*Supplied data*.
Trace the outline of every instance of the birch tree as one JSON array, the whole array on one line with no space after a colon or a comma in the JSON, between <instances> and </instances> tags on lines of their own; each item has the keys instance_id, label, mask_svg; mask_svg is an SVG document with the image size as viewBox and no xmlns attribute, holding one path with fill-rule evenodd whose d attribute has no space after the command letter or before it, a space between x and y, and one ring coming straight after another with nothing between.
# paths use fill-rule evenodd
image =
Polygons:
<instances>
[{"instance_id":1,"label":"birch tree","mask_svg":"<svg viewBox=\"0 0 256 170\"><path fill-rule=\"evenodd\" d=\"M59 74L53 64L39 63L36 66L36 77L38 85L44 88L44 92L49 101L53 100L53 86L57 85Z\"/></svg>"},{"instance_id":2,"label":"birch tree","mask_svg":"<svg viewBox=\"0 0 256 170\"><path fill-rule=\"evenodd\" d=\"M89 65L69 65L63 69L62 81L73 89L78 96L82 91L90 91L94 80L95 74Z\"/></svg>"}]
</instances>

*Description of the task*. Reproduce the data above with every "Polygons" renamed to "Outlines", leaving everything else unchanged.

*Reply to the exercise*.
Trace the outline of every instance of the birch tree as one JSON array, the whole array on one line with no space after a colon or a comma in the JSON, between <instances> and </instances> tags on lines of their own; each item has the keys instance_id, label, mask_svg; mask_svg is an SVG document with the image size as viewBox and no xmlns attribute, holding one path with fill-rule evenodd whose d attribute has no space after the command letter or before it, a space between x and y, and one ring coming straight after another with nothing between.
# paths use fill-rule evenodd
image =
Outlines:
<instances>
[{"instance_id":1,"label":"birch tree","mask_svg":"<svg viewBox=\"0 0 256 170\"><path fill-rule=\"evenodd\" d=\"M59 74L53 64L39 63L36 66L36 77L38 85L44 88L44 92L49 101L53 100L53 86L57 85Z\"/></svg>"},{"instance_id":2,"label":"birch tree","mask_svg":"<svg viewBox=\"0 0 256 170\"><path fill-rule=\"evenodd\" d=\"M89 65L69 65L63 69L62 81L73 89L78 96L82 91L90 91L94 80L95 74Z\"/></svg>"}]
</instances>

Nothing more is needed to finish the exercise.